## Work task
Copy the laptop discussion again starting at the words "Oddly enough I" and ending after "sarcasm, go for it.", and swap "spiffy" for "snappy".

## Passage to read
------------------------------

You, well, you're probably somewhere in the middle.
posted by box at 2:03 PM on February 14, 2008 [1 favorite]


There's a terrible strategy. A high end laptop is slower than the cheapest laptop 18 months later.

That's ludicrous hyperbole. It's true you lose a lot of value very quickly going with high end, but my latest laptop is around a year old and is still slightly above mid-range now, and it wasn't even top-of-the-line-newest-hotshit when I originally got it (although it was high end).
posted by juv3nal at 3:04 PM on February 14, 2008


I don't know where you are, but if you're in Australia, and have a permanent job, you can salary-sacrifice one laptop per year (quite easily, presuming your HR department aren't idiots), which makes a one-year turnover entirely sensible if you don't mind the selling, and are in a highish tax bracket.
posted by pompomtom at 3:17 PM on February 14, 2008


It makes no sense at all to me to pay big bucks for high-end computing equipment, especially if you're doing any kind of regular replacement cycle. Buy one generations behind the bleeding edge, and over your machines' entire lifecycle you'll get 80% of bleeding edge performance for maybe 50% of the money.
posted by flabdablet at 3:39 PM on February 14, 2008


Oddly enough I just got a notice about this machine in my mail. For general computing, it's plenty spiffy, and oh so cheap.
posted by flabdablet at 3:42 PM on February 14, 2008


Mod note: A few comments removed. If you guys would like to try again without the sniping and sarcasm, go for it.

------------------------------

## Data under study

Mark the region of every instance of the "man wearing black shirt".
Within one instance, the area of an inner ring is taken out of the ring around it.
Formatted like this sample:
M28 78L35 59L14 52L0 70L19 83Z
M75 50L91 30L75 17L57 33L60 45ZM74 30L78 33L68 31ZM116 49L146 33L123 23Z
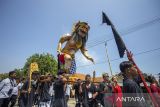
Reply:
M109 81L108 73L102 75L103 81L99 85L99 97L101 99L101 105L104 107L112 107L112 86Z
M86 75L85 83L80 86L80 93L82 93L83 98L83 107L97 107L96 105L96 96L98 92L94 84L91 83L91 76Z
M51 103L51 96L49 94L51 76L47 74L40 80L40 104L39 107L48 107Z
M123 80L123 97L124 98L140 98L141 100L127 100L123 102L124 107L146 107L146 102L142 90L135 82L134 77L137 76L137 70L131 61L124 61L120 63L120 70L124 77Z

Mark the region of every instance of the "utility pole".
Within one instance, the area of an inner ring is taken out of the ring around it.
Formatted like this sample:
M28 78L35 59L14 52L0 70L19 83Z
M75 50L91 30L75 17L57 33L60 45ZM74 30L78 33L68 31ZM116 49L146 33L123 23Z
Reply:
M111 63L110 63L109 56L108 56L107 41L105 42L105 48L106 48L107 61L108 61L109 69L110 69L111 76L112 76L113 74L112 74L112 69L111 69Z
M93 82L95 80L95 77L96 77L96 71L93 71Z

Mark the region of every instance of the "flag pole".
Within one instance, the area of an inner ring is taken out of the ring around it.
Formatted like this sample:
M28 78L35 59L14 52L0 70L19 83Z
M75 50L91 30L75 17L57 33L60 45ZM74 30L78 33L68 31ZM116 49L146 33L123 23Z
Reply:
M139 76L140 76L140 78L141 78L141 80L143 82L144 87L146 88L147 92L149 93L149 95L151 97L151 100L153 101L154 106L158 107L158 105L157 105L157 103L155 101L155 98L153 97L153 94L151 93L151 90L148 88L148 86L147 86L147 84L145 82L145 79L144 79L144 77L142 75L141 70L138 68L137 64L135 63L135 61L133 59L133 54L131 52L129 52L128 49L126 49L126 52L127 52L128 60L131 61L131 62L133 62L134 66L136 67L137 72L138 72L138 74L139 74Z
M111 68L111 63L110 63L110 59L109 59L109 56L108 56L107 41L105 42L105 48L106 48L106 56L107 56L107 61L108 61L109 69L110 69L110 72L111 72L111 76L113 76L113 74L112 74L112 68Z
M148 88L140 69L138 68L138 66L136 65L135 61L133 60L131 52L128 51L128 49L126 48L123 40L121 39L120 35L118 34L117 30L115 29L114 25L112 24L112 22L109 20L108 16L104 12L102 12L102 23L106 23L107 25L111 26L111 29L112 29L112 32L113 32L113 35L114 35L114 39L115 39L116 44L117 44L117 48L118 48L120 57L123 58L124 52L126 50L128 60L132 61L133 64L135 65L135 67L137 69L137 72L138 72L140 78L142 79L144 87L147 89L147 92L149 93L149 95L150 95L150 97L151 97L151 99L153 101L154 106L158 107L158 105L157 105L157 103L155 101L155 98L153 97L153 95L151 93L151 90Z

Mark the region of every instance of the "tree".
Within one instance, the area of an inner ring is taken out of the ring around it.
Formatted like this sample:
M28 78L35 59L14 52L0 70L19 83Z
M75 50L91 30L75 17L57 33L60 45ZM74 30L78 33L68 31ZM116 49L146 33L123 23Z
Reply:
M39 67L39 72L41 74L51 73L55 75L57 73L57 61L53 55L47 54L34 54L31 57L27 58L23 70L26 75L29 71L29 66L31 63L36 62Z

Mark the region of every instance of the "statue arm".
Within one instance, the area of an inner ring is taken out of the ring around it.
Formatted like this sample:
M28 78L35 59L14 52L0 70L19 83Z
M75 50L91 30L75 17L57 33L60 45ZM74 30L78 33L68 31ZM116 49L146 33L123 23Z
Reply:
M88 54L87 50L85 48L80 48L81 53L90 61L94 63L93 58Z
M61 52L62 50L62 44L66 41L69 41L71 39L71 36L62 36L58 42L57 52Z

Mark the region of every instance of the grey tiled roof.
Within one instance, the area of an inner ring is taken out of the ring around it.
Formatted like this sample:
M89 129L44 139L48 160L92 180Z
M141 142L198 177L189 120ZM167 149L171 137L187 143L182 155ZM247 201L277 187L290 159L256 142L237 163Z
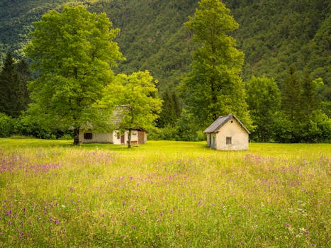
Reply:
M211 125L208 127L203 133L217 133L220 130L220 128L225 124L228 121L231 120L232 118L234 118L238 123L244 128L247 133L250 133L249 131L246 128L246 127L244 125L244 124L242 123L242 122L235 116L233 113L230 113L230 115L223 115L223 116L220 116L218 118L217 118L216 120L215 120Z

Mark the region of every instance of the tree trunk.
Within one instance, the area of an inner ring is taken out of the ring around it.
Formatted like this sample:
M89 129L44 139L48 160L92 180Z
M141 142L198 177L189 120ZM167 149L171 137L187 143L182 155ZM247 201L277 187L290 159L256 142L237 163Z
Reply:
M74 128L74 145L79 145L79 128Z
M129 129L129 134L128 135L128 148L131 148L131 128Z

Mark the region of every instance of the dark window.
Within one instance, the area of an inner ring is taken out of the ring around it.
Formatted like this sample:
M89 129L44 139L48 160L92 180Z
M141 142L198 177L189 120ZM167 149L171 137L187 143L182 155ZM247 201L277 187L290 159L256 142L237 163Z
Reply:
M232 139L231 137L226 137L226 145L231 145L232 143Z
M84 134L84 138L85 140L92 140L92 133L85 133Z

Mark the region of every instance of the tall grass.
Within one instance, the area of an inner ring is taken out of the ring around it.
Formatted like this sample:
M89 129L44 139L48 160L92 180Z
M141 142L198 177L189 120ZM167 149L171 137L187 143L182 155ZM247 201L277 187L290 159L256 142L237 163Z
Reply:
M331 145L0 140L0 247L330 247Z

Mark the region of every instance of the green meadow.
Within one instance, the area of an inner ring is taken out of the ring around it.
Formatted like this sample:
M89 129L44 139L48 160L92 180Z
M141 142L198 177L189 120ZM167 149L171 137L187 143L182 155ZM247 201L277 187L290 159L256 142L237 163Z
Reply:
M331 247L331 144L71 144L0 139L0 247Z

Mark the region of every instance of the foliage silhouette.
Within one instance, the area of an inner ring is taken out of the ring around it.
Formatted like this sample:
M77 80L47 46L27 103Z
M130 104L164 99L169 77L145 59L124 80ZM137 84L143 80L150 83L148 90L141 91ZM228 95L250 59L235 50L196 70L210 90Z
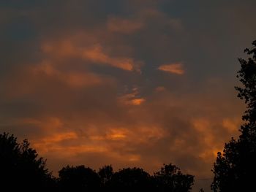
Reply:
M235 87L238 97L245 101L247 110L242 119L241 135L225 145L214 163L211 189L214 191L256 191L256 41L245 49L247 60L238 58L241 69L237 77L242 87ZM252 55L252 57L251 55Z
M0 134L0 182L8 191L154 191L188 192L194 176L183 174L179 168L164 164L150 175L140 168L125 168L113 172L111 165L98 172L83 165L67 166L52 176L45 161L38 158L27 139L20 144L13 135Z
M59 172L61 191L98 191L101 183L99 175L83 165L62 168Z
M9 134L0 134L0 180L8 191L45 191L53 188L55 183L45 168L45 161L38 158L27 139L20 144Z
M194 183L194 176L183 174L175 165L164 164L159 172L154 173L154 178L157 191L189 191Z
M114 174L112 166L104 166L100 168L98 174L101 182L101 187L105 189L109 189L113 175Z
M140 168L125 168L115 172L110 181L114 191L148 191L151 188L148 173Z

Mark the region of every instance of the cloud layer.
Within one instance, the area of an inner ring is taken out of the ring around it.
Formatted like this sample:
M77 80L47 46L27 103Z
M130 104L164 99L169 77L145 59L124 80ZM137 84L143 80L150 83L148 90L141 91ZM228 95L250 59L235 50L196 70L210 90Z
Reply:
M187 1L0 3L0 131L56 174L173 163L211 177L241 123L233 88L255 2Z

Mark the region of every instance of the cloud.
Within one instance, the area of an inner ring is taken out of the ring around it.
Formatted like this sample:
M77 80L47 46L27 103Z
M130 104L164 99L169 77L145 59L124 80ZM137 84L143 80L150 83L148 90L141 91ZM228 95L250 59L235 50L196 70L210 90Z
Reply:
M77 45L78 43L80 45ZM129 72L138 72L143 65L143 62L135 61L130 57L111 56L104 51L103 47L99 43L89 45L85 42L83 45L72 38L70 40L61 39L57 42L44 42L41 47L43 53L57 61L67 58L80 58L91 62L87 62L87 65L108 65Z
M102 51L100 45L95 45L92 48L83 52L83 57L94 63L108 64L126 71L139 70L136 64L131 58L112 58Z
M140 105L146 101L146 99L140 97L138 89L135 88L132 93L119 96L118 101L124 105Z
M127 34L135 33L143 27L142 22L116 17L109 18L107 26L111 32Z
M174 63L170 64L161 65L158 69L176 74L184 74L185 72L182 63Z

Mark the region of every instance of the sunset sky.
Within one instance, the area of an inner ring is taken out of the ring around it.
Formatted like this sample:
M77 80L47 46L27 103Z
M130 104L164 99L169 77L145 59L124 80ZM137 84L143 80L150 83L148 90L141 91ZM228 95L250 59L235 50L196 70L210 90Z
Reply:
M245 110L238 57L256 1L0 1L0 131L67 164L211 180Z

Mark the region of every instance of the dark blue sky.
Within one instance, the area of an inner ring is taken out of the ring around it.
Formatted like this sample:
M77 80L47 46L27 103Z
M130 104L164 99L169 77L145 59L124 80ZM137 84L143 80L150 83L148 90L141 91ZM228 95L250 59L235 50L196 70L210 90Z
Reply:
M212 177L238 135L255 1L1 1L0 131L55 173L173 163ZM196 182L195 191L209 183Z

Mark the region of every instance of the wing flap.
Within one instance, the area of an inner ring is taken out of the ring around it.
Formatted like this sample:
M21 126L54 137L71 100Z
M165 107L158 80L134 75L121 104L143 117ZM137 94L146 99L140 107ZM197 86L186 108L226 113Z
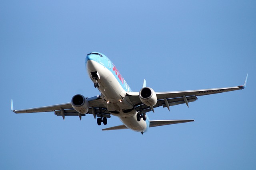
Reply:
M194 121L194 120L165 120L150 121L149 127L156 126L164 126L164 125L172 125L173 124L181 123L191 121Z

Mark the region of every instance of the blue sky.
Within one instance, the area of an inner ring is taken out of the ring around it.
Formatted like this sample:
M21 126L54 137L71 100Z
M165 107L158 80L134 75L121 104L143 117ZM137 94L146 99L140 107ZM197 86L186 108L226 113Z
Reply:
M5 1L0 2L1 169L252 169L256 166L255 1ZM109 57L134 91L238 86L159 107L151 120L194 122L102 131L92 115L10 110L99 94L86 54Z

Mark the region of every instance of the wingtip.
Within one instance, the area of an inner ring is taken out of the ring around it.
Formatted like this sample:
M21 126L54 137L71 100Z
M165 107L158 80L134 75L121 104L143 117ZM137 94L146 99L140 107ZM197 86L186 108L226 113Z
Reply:
M13 101L12 99L11 102L11 110L12 110L12 111L13 111Z
M240 86L239 87L241 88L241 89L244 89L246 87L246 84L247 83L247 78L248 78L248 73L247 73L247 75L246 76L246 78L245 79L245 81L244 82L244 84L242 86Z
M11 100L11 110L15 113L17 113L15 112L16 110L13 109L13 101L12 99Z

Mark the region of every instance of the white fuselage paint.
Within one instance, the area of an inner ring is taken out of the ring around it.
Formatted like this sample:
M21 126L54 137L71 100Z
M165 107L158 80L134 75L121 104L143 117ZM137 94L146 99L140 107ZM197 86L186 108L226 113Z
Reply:
M94 83L96 80L92 77L91 72L97 71L100 76L100 78L98 80L100 87L98 88L111 114L118 117L127 128L137 132L146 132L146 122L142 119L140 121L138 121L136 117L137 112L135 109L128 113L123 111L132 109L133 106L125 99L126 92L113 73L108 68L92 60L87 61L86 67L87 73ZM107 103L108 102L108 104ZM111 113L111 111L118 111L119 113Z

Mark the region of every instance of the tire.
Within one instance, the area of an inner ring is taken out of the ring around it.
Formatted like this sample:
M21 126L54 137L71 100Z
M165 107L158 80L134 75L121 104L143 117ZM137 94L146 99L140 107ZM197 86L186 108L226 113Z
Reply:
M147 120L147 115L145 113L142 114L142 118L144 121L146 121Z
M103 117L103 124L104 125L106 125L107 123L108 123L108 119L106 117Z
M97 124L98 124L98 125L99 126L100 126L101 125L101 119L100 119L100 118L98 117L97 119Z
M137 120L138 121L140 121L140 114L139 113L137 113Z

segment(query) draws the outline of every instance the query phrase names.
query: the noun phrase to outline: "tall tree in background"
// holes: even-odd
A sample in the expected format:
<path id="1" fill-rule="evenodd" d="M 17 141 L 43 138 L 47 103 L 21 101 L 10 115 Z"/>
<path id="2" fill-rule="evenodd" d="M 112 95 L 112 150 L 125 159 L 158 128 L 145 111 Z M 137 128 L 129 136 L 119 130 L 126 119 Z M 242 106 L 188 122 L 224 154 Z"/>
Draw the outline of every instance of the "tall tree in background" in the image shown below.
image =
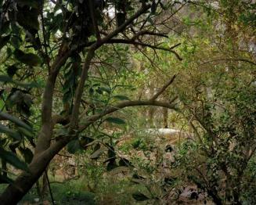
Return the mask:
<path id="1" fill-rule="evenodd" d="M 71 141 L 77 142 L 81 133 L 106 115 L 134 106 L 174 109 L 175 97 L 168 102 L 157 99 L 175 77 L 170 77 L 150 99 L 128 100 L 119 95 L 119 99 L 125 100 L 114 105 L 110 101 L 92 104 L 88 99 L 95 91 L 99 95 L 111 93 L 106 88 L 90 86 L 89 74 L 92 59 L 110 51 L 112 45 L 164 50 L 181 59 L 174 51 L 175 45 L 159 45 L 159 39 L 168 37 L 160 31 L 162 22 L 166 23 L 178 6 L 172 1 L 155 0 L 0 1 L 1 97 L 5 111 L 0 114 L 2 120 L 10 122 L 0 128 L 13 139 L 10 149 L 15 152 L 19 148 L 30 163 L 26 168 L 13 153 L 5 150 L 6 140 L 1 141 L 1 157 L 25 170 L 2 194 L 2 204 L 20 201 L 52 157 Z M 155 38 L 152 40 L 148 36 Z M 38 99 L 41 88 L 43 93 Z M 56 100 L 59 95 L 62 102 Z M 36 120 L 33 114 L 39 112 L 31 112 L 32 99 L 41 106 L 38 133 L 31 126 Z M 105 120 L 122 123 L 114 117 Z M 33 133 L 37 135 L 35 144 Z M 34 146 L 34 154 L 20 146 L 24 140 Z"/>

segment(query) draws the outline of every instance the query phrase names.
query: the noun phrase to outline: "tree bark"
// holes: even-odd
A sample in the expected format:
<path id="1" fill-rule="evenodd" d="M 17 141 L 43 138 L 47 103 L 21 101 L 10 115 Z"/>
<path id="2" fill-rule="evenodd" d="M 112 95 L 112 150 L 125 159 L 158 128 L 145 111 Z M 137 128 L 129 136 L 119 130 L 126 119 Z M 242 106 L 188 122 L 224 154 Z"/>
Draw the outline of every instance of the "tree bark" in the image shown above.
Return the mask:
<path id="1" fill-rule="evenodd" d="M 43 174 L 53 156 L 63 148 L 67 140 L 58 141 L 34 158 L 29 165 L 31 173 L 23 171 L 0 196 L 1 205 L 15 205 L 28 192 Z"/>

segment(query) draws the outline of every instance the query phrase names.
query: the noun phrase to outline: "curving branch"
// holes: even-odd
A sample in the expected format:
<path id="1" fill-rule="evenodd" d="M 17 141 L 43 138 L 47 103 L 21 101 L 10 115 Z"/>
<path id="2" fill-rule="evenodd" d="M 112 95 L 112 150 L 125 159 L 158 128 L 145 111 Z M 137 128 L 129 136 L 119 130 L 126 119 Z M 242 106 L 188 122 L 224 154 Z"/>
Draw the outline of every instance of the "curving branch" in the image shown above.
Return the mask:
<path id="1" fill-rule="evenodd" d="M 151 99 L 150 100 L 156 100 L 166 89 L 168 88 L 171 84 L 173 83 L 176 77 L 176 75 L 174 75 L 169 81 L 167 82 Z"/>
<path id="2" fill-rule="evenodd" d="M 159 47 L 159 46 L 150 45 L 150 44 L 135 41 L 133 39 L 114 38 L 114 39 L 108 40 L 106 43 L 107 43 L 107 44 L 114 44 L 114 43 L 116 43 L 116 44 L 117 44 L 117 43 L 131 44 L 131 45 L 140 45 L 140 46 L 142 46 L 142 47 L 148 47 L 148 48 L 150 48 L 152 49 L 168 51 L 168 52 L 171 52 L 173 54 L 175 54 L 178 59 L 182 60 L 182 58 L 181 56 L 179 56 L 179 55 L 175 51 L 173 50 L 173 49 L 175 49 L 177 46 L 180 45 L 181 45 L 180 43 L 176 44 L 176 45 L 171 46 L 169 49 L 164 48 L 164 47 Z"/>
<path id="3" fill-rule="evenodd" d="M 129 107 L 129 106 L 161 106 L 166 107 L 168 109 L 175 110 L 175 104 L 172 103 L 178 99 L 177 96 L 174 97 L 170 100 L 170 102 L 163 102 L 163 101 L 154 101 L 154 100 L 126 100 L 122 102 L 117 104 L 114 106 L 110 106 L 106 109 L 101 113 L 92 115 L 85 118 L 85 123 L 83 125 L 79 127 L 79 132 L 82 131 L 83 130 L 86 129 L 90 124 L 96 122 L 96 120 L 99 120 L 103 117 L 116 112 L 121 109 Z"/>

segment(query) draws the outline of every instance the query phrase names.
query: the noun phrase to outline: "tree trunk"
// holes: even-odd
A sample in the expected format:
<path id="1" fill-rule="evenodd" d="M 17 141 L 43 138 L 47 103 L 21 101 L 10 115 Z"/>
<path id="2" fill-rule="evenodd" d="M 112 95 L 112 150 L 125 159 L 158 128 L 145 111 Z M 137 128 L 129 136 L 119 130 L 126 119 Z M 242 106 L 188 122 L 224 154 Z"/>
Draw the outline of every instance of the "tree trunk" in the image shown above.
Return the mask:
<path id="1" fill-rule="evenodd" d="M 23 172 L 9 185 L 0 196 L 1 205 L 15 205 L 28 192 L 41 176 L 53 156 L 64 147 L 68 141 L 58 141 L 47 150 L 35 157 L 29 165 L 31 173 Z"/>
<path id="2" fill-rule="evenodd" d="M 164 128 L 168 128 L 168 109 L 163 107 Z"/>

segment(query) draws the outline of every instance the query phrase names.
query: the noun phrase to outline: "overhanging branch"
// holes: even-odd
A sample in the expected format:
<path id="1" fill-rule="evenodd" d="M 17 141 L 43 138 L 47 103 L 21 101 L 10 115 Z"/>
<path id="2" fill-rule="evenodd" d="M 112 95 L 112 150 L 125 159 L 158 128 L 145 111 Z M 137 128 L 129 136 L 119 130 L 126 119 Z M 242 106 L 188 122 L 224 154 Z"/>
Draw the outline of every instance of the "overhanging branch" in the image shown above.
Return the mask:
<path id="1" fill-rule="evenodd" d="M 78 131 L 82 131 L 87 128 L 90 124 L 99 120 L 103 117 L 112 113 L 115 111 L 117 111 L 124 107 L 129 106 L 161 106 L 166 107 L 168 109 L 175 110 L 175 105 L 174 102 L 177 99 L 177 96 L 174 97 L 170 100 L 170 102 L 163 102 L 163 101 L 154 101 L 154 100 L 127 100 L 117 104 L 114 106 L 110 106 L 107 108 L 105 111 L 101 113 L 90 116 L 85 119 L 85 123 L 83 125 L 81 125 Z"/>

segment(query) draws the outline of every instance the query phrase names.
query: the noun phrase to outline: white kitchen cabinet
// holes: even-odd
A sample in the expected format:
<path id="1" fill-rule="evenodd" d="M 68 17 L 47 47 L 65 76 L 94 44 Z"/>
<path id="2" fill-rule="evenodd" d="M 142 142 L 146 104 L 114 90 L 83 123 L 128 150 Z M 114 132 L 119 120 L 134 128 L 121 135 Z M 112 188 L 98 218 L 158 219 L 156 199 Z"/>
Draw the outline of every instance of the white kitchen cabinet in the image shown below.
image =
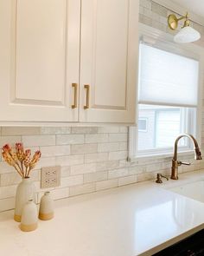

------------------------------

## Answer for this exercise
Oddly enough I just got a notice about this machine in my mail. For general computing, it's plenty snappy, and oh so cheap.
posted by flabdablet at 3:42 PM on February 14, 2008


Mod note: A few comments removed. If you guys would like to try again without the sniping and sarcasm, go for it.